> _Working data_
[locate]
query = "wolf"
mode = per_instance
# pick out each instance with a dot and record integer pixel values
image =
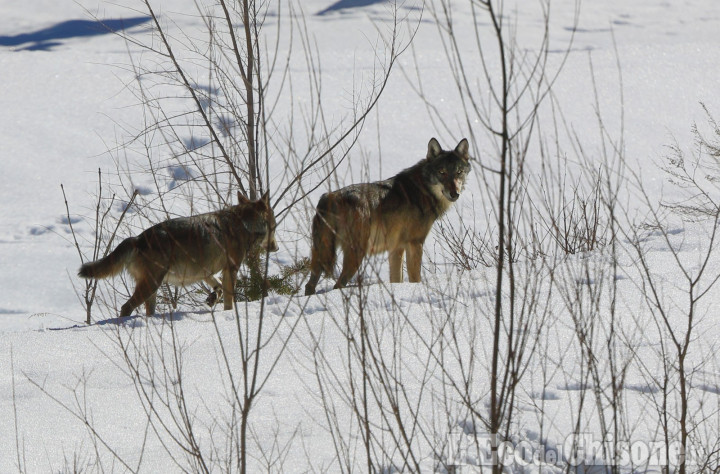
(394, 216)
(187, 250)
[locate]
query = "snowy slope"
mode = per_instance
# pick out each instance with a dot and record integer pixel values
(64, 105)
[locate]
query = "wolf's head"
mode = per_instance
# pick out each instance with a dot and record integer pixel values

==

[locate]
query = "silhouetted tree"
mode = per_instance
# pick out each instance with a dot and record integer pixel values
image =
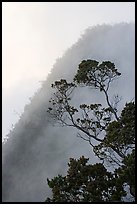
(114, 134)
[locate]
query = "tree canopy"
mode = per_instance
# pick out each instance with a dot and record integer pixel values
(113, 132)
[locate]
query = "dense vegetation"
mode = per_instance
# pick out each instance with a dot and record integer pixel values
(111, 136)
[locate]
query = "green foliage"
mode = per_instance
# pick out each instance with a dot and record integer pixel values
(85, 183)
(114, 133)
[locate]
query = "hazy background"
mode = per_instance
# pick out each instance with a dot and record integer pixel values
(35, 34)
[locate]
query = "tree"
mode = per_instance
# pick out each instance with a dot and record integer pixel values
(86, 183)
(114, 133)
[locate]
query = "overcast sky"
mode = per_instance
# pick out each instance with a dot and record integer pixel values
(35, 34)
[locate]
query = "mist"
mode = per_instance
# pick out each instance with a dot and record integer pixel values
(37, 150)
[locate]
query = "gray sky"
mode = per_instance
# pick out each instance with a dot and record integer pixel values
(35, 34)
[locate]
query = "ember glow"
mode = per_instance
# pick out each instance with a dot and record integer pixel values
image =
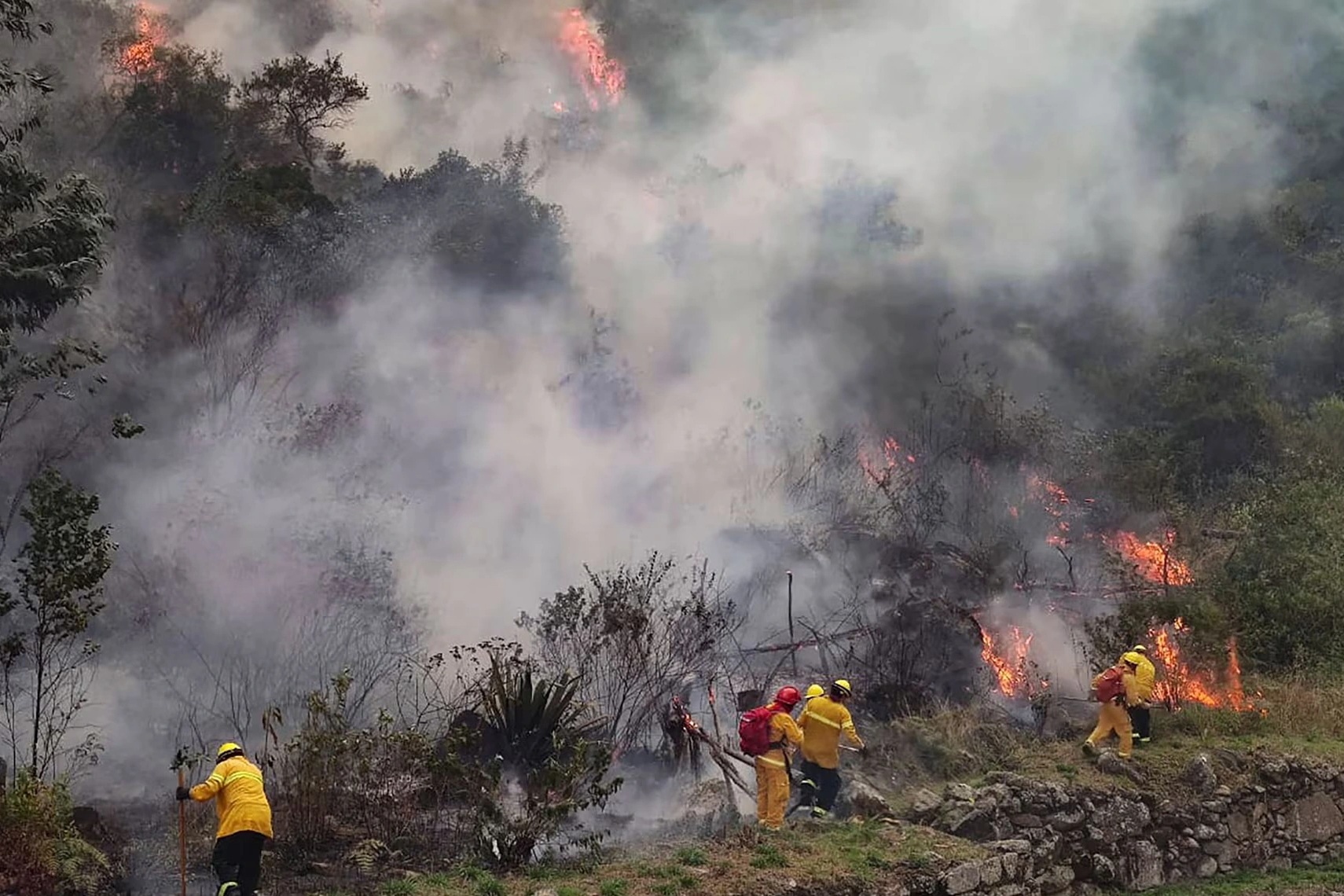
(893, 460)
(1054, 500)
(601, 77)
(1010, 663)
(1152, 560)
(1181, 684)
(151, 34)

> _Directions for this task_
Gather every line in the rows above that contains the word "tree", and copy each one in full.

> _Response_
query = "silhouetted tree"
query = "tree canopy"
query = "tree"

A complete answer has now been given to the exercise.